=== Material provided ===

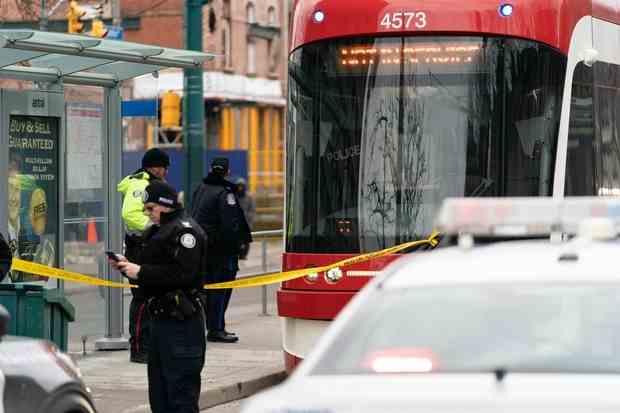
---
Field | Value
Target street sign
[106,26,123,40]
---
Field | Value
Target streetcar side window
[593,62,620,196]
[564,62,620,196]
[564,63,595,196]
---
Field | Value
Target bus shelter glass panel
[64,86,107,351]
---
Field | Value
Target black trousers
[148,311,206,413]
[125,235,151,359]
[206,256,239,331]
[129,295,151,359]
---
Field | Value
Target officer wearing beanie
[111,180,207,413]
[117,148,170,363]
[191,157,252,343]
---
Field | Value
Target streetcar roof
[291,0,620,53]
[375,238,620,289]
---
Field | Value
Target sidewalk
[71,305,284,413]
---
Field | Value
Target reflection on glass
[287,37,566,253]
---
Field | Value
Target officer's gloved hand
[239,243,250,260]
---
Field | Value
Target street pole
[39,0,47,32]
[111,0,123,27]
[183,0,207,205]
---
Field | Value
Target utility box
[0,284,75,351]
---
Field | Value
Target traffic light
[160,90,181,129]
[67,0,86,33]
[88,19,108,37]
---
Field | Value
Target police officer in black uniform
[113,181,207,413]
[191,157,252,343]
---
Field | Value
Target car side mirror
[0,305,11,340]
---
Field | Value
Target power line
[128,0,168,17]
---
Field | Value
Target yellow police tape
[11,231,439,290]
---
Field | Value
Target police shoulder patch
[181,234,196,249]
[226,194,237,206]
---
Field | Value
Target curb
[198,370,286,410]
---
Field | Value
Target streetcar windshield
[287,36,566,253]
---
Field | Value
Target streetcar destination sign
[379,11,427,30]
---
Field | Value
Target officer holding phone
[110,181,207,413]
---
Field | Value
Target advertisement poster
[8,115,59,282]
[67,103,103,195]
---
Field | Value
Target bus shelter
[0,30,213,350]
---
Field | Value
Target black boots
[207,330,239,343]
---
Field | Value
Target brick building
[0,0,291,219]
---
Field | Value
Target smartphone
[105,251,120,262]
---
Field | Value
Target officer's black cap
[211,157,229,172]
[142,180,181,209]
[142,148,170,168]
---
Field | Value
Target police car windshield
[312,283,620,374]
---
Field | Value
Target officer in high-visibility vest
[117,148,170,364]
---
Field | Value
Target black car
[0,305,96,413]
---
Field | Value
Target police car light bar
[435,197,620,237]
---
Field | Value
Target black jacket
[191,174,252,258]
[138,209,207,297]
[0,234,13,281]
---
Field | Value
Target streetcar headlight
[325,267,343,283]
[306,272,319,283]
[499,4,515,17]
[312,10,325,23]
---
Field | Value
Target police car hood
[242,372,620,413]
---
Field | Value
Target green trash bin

===
=== Material provided ===

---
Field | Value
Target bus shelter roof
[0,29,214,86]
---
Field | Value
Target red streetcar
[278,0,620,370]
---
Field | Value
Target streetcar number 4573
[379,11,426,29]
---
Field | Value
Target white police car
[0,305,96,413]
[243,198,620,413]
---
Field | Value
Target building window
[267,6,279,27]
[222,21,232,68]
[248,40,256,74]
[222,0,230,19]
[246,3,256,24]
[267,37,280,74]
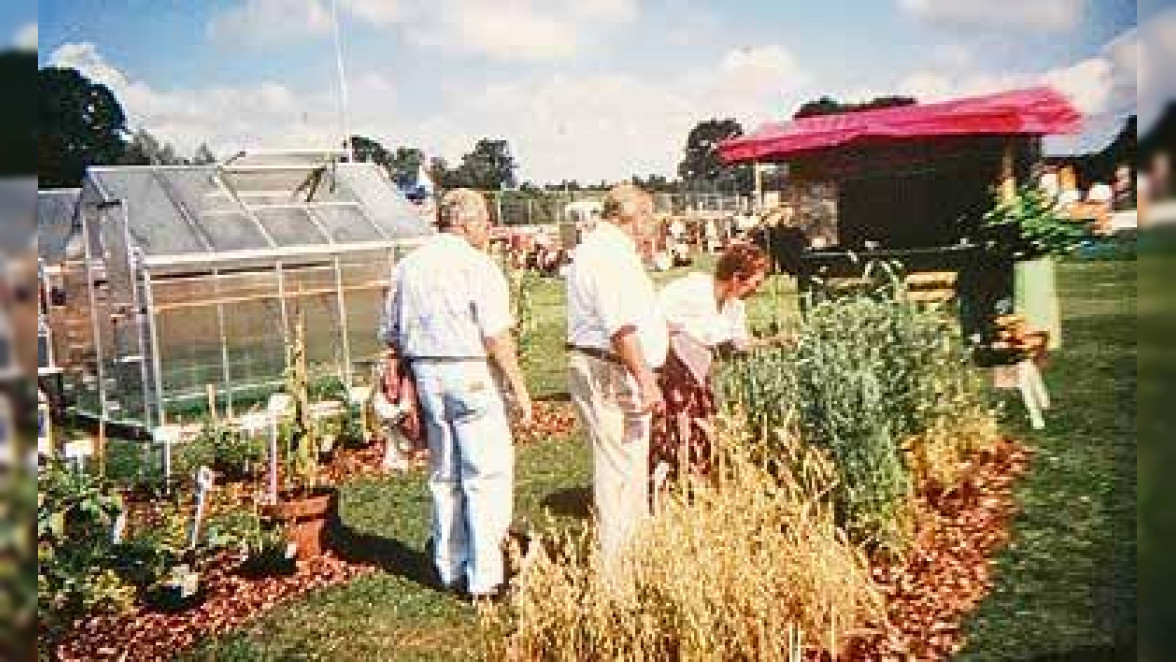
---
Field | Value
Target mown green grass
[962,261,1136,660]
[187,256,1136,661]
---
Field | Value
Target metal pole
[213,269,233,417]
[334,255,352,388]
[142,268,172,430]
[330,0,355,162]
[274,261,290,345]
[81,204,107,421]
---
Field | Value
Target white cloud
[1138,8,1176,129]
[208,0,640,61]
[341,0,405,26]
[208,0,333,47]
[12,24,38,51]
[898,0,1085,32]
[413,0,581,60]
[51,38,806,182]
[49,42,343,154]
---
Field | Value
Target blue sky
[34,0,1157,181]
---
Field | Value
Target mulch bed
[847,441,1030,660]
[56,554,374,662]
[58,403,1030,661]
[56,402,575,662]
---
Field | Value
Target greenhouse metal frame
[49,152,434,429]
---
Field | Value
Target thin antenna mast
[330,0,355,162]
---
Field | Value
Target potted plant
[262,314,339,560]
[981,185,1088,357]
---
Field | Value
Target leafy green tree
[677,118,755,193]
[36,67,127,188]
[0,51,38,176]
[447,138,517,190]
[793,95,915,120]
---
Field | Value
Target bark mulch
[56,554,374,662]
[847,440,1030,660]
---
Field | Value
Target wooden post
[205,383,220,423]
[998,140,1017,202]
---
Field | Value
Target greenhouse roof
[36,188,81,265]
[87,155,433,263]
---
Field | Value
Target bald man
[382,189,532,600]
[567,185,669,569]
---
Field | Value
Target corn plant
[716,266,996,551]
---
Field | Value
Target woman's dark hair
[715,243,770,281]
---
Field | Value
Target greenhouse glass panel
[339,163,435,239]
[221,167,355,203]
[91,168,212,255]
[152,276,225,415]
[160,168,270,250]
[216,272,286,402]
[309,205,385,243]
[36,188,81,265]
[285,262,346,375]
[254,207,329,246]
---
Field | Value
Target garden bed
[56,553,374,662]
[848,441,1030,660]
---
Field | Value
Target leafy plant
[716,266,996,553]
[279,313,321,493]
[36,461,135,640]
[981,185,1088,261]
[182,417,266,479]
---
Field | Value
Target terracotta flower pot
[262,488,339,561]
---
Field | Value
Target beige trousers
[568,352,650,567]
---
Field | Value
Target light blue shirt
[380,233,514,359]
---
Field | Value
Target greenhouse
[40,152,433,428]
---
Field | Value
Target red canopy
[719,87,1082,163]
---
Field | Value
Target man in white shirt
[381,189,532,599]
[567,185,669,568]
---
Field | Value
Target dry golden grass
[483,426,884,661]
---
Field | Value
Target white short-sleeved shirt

===

### Exercise requirements
Select every line of the records above that contains the string "grass". Case counts.

### Written answer
Target mown green grass
Target dry golden grass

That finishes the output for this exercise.